-- Data to use --
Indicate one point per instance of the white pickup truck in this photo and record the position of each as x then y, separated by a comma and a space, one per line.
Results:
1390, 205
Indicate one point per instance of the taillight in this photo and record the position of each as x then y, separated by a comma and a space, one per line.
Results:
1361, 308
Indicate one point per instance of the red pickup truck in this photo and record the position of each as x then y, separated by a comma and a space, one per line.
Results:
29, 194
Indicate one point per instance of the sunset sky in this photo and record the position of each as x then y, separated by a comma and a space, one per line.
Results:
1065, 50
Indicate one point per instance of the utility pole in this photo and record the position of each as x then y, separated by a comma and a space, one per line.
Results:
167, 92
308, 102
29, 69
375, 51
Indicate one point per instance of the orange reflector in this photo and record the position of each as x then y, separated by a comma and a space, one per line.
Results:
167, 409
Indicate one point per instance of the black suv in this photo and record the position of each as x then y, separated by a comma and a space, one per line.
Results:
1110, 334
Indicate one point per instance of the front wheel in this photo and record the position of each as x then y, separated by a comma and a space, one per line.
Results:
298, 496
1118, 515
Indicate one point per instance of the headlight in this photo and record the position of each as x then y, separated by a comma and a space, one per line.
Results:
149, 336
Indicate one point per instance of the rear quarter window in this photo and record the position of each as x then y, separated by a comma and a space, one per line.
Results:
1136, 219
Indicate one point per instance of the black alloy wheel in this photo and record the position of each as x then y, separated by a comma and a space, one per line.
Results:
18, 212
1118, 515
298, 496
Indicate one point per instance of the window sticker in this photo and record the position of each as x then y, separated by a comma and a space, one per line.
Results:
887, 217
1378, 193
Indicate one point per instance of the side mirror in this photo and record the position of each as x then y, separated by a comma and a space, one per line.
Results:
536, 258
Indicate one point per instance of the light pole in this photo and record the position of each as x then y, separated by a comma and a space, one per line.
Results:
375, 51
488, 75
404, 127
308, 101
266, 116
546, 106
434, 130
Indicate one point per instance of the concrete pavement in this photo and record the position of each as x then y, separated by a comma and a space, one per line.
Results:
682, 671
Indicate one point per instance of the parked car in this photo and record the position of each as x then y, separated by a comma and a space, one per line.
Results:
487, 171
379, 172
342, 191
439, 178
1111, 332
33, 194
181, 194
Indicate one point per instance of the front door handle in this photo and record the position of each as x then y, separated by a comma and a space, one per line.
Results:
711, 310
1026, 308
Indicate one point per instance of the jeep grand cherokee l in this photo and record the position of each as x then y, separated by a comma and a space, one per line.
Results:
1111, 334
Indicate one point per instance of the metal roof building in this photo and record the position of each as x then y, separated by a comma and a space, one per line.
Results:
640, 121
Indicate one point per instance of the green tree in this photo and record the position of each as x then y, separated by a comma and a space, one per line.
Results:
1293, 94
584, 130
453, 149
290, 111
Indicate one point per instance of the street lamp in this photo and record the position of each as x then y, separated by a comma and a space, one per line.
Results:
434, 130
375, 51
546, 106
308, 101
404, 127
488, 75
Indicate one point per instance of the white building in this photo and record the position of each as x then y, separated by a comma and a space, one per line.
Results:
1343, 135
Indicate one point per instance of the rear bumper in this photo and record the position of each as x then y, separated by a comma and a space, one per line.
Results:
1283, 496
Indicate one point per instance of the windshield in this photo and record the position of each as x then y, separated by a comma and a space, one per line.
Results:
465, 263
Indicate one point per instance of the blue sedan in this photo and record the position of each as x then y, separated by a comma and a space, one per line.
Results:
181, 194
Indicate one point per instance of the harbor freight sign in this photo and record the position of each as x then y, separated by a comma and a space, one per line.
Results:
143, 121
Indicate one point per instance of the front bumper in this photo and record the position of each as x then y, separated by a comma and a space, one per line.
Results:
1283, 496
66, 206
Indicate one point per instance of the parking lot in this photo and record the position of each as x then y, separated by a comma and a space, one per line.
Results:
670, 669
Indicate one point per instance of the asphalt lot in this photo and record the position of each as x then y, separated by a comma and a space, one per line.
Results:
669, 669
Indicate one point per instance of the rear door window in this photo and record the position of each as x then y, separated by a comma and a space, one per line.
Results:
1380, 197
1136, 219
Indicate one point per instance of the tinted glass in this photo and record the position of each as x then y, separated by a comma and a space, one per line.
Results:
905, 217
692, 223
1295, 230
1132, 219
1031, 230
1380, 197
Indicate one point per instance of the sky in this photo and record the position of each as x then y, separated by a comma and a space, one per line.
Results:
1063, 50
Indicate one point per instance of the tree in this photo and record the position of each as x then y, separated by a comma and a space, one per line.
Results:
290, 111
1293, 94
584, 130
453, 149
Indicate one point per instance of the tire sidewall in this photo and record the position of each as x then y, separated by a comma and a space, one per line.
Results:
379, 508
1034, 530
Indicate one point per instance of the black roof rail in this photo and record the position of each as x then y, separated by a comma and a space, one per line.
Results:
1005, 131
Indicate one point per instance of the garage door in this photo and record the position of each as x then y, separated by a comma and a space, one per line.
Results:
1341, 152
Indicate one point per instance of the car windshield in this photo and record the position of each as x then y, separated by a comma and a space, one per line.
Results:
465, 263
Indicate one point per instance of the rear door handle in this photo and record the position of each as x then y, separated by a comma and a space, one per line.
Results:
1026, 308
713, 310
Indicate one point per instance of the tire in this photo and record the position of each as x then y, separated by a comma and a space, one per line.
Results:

-- Work order --
Nothing beyond the line containing "Indicate one point per instance of the taillight" is to be output; the lines above, from the first one onward to that line, are to be transcribed exactly.

-- Output of the exercise --
Indicate one point per instance of the white pickup truck in this photo and record the position of each as x then y, separated by a comma and a space, one per line.
Results:
1390, 205
Indicate one point per instance of the taillight in this photo and record the position of each as x then y, separated by a comma and a space, one per line.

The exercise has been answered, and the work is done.